(Entries from a labeling collection)

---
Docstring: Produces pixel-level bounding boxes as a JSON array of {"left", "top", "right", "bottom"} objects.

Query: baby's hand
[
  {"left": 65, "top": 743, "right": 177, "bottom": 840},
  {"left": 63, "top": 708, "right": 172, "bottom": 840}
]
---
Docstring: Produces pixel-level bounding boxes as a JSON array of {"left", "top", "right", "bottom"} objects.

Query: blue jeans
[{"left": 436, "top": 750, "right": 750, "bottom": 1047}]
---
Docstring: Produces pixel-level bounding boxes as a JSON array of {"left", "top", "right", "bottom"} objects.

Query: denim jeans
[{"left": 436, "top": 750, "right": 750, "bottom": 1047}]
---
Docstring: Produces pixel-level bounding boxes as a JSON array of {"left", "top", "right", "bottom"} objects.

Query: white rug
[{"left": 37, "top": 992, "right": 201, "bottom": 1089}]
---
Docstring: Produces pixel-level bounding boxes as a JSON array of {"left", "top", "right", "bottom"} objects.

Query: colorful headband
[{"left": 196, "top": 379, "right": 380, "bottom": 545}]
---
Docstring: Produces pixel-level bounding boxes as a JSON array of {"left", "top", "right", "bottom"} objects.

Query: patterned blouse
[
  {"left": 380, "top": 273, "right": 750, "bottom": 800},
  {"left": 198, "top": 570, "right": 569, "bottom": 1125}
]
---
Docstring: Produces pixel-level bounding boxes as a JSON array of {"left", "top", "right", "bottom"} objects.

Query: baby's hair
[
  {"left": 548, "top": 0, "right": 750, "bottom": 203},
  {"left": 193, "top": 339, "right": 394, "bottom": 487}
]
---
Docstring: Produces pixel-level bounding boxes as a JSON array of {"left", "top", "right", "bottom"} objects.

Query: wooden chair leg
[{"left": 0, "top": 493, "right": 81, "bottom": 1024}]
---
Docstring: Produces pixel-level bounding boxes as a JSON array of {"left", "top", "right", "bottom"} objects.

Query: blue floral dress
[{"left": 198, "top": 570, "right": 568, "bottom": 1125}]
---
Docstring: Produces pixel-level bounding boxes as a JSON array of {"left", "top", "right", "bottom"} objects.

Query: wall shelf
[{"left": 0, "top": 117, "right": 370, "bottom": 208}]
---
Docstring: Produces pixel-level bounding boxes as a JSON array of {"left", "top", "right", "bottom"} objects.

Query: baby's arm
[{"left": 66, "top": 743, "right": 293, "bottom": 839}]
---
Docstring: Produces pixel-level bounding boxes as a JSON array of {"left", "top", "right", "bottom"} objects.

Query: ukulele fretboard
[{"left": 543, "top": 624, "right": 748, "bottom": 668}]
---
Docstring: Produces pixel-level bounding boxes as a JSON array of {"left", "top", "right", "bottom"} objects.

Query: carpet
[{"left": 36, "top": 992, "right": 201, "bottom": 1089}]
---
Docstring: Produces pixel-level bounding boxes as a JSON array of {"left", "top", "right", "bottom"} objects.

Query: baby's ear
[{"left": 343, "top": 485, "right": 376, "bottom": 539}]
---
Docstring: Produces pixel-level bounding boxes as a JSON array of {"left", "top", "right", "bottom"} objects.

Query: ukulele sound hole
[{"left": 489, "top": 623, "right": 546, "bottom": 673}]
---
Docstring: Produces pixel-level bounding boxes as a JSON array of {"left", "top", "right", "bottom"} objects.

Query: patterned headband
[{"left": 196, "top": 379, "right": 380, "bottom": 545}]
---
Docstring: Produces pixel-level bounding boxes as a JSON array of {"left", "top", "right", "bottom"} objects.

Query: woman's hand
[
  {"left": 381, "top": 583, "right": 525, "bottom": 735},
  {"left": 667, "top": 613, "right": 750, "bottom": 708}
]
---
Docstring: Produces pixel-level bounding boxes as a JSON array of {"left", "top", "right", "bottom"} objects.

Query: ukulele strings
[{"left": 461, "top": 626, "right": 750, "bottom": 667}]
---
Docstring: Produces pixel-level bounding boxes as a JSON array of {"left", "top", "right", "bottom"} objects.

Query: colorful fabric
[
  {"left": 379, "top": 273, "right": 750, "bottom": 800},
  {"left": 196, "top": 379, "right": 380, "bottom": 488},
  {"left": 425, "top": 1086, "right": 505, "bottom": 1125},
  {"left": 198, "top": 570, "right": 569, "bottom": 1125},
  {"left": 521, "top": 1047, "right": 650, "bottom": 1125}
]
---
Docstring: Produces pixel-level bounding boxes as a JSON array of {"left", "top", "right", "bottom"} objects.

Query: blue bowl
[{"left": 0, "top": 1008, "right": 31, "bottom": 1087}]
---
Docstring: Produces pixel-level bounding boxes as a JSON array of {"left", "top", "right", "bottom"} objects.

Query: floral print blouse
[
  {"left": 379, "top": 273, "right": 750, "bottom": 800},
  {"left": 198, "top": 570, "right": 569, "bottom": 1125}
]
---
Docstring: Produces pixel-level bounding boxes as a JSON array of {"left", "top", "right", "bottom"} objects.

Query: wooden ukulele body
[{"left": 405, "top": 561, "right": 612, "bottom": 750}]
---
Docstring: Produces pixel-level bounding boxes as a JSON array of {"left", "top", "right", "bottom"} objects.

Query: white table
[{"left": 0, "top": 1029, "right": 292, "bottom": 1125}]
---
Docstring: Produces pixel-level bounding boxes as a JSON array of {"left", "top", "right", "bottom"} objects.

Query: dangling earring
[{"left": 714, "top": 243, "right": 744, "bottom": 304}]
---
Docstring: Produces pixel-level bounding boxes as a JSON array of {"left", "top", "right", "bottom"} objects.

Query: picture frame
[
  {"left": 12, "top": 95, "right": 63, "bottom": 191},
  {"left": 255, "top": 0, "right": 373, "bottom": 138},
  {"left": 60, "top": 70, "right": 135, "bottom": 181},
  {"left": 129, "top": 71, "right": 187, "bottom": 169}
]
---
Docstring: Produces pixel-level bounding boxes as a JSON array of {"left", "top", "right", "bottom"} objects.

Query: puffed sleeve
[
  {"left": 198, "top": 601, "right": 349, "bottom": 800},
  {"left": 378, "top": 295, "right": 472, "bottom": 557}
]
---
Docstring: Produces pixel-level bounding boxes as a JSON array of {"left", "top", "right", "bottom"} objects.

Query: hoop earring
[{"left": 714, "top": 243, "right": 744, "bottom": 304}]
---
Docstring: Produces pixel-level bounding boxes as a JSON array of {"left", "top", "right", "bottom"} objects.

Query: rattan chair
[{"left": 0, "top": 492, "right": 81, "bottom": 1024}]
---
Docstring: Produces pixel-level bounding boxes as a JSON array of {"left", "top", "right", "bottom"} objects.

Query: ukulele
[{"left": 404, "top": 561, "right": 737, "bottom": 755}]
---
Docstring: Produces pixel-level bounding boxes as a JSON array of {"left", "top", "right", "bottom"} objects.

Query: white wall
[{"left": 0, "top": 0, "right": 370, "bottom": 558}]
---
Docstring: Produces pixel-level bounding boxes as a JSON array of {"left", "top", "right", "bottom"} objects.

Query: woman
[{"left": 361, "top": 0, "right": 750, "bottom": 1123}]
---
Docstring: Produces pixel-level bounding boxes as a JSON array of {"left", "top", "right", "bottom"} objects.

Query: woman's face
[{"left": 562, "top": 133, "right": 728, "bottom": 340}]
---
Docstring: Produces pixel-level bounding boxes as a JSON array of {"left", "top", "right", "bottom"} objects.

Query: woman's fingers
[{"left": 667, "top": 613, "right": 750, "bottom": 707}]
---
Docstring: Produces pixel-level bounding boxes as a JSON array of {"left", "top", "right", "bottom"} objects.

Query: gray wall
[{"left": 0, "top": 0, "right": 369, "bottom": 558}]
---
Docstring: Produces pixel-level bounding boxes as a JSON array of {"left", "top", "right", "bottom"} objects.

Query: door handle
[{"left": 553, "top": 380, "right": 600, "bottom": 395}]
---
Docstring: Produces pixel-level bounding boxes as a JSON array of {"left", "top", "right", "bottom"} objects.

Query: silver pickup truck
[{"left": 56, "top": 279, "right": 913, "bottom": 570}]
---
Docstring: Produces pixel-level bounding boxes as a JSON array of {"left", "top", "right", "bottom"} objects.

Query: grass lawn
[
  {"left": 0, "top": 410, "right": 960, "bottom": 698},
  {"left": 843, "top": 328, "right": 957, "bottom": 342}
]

▶ WHAT THE EXERCISE ASKS:
Pull out every line in the entries above that contains the word "headband", and list those lines with nothing else.

▶ OUTPUT FOR THIS TASK:
Query: colorful headband
Query: patterned headband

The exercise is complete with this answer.